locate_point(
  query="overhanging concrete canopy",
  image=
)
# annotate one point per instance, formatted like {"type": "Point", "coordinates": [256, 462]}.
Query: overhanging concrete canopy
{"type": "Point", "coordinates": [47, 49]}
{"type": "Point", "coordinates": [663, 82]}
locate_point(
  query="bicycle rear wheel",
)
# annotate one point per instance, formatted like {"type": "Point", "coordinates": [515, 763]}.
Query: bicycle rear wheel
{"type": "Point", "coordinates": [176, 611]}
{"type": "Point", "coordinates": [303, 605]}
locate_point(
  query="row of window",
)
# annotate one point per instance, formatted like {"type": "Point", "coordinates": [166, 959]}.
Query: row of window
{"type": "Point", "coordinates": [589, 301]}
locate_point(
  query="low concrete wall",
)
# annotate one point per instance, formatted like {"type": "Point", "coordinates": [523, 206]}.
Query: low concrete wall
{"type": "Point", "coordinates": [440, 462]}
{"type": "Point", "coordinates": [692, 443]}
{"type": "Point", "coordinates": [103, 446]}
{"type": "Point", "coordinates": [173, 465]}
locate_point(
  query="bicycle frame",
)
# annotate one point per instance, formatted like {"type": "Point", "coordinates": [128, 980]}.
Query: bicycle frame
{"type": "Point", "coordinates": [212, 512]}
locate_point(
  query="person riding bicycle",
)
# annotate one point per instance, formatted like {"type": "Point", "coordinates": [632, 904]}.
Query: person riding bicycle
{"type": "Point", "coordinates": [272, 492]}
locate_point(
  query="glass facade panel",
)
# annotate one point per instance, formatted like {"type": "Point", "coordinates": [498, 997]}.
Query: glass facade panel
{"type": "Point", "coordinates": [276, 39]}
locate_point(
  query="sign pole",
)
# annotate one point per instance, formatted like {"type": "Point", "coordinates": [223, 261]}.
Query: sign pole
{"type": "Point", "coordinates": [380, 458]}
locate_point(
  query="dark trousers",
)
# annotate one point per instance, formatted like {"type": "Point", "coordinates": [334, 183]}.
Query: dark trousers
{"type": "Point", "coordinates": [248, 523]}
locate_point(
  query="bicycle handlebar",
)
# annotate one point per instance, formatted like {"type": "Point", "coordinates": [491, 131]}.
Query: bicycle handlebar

◆ **Aim**
Return the listing above word for word.

◆ **Task result**
locate_point(
  query="overhanging concrete canopy",
  image=
)
# annotate one point per instance, formatted like {"type": "Point", "coordinates": [256, 462]}.
Query: overhanging concrete canopy
{"type": "Point", "coordinates": [47, 49]}
{"type": "Point", "coordinates": [663, 82]}
locate_point(
  query="bicycle rear wheel",
)
# annotate one point per instance, formatted like {"type": "Point", "coordinates": [515, 763]}.
Query: bicycle rear wheel
{"type": "Point", "coordinates": [176, 611]}
{"type": "Point", "coordinates": [303, 605]}
locate_point(
  query="row of window",
)
# annotate one point per instance, formatted like {"type": "Point", "coordinates": [166, 959]}.
Query: row of window
{"type": "Point", "coordinates": [589, 301]}
locate_point(
  query="low concrete wall",
)
# annotate one point per instance, formatted like {"type": "Point", "coordinates": [523, 206]}.
Query: low concrete wall
{"type": "Point", "coordinates": [440, 462]}
{"type": "Point", "coordinates": [692, 443]}
{"type": "Point", "coordinates": [103, 446]}
{"type": "Point", "coordinates": [173, 465]}
locate_point(
  query="bicycle frame",
)
# annotate one point per instance, formatted like {"type": "Point", "coordinates": [128, 980]}.
Query: bicycle frame
{"type": "Point", "coordinates": [212, 512]}
locate_point(
  query="person riding bicycle",
)
# annotate one point per instance, formatted like {"type": "Point", "coordinates": [632, 904]}.
Query: person riding bicycle
{"type": "Point", "coordinates": [272, 492]}
locate_point(
  query="glass facade panel",
)
# annotate one point per instance, formatted like {"type": "Point", "coordinates": [498, 997]}.
Query: glass facade panel
{"type": "Point", "coordinates": [276, 39]}
locate_point(
  query="sign pole",
)
# annotate one point per instance, formatted like {"type": "Point", "coordinates": [223, 261]}.
Query: sign pole
{"type": "Point", "coordinates": [380, 458]}
locate_point(
  query="dark trousers",
)
# annotate one point per instance, formatted like {"type": "Point", "coordinates": [334, 183]}.
Query: dark trousers
{"type": "Point", "coordinates": [248, 523]}
locate_point(
  query="bicycle handlebar",
)
# annotate one point per instance, formatted like {"type": "Point", "coordinates": [491, 131]}.
Query: bicycle handlebar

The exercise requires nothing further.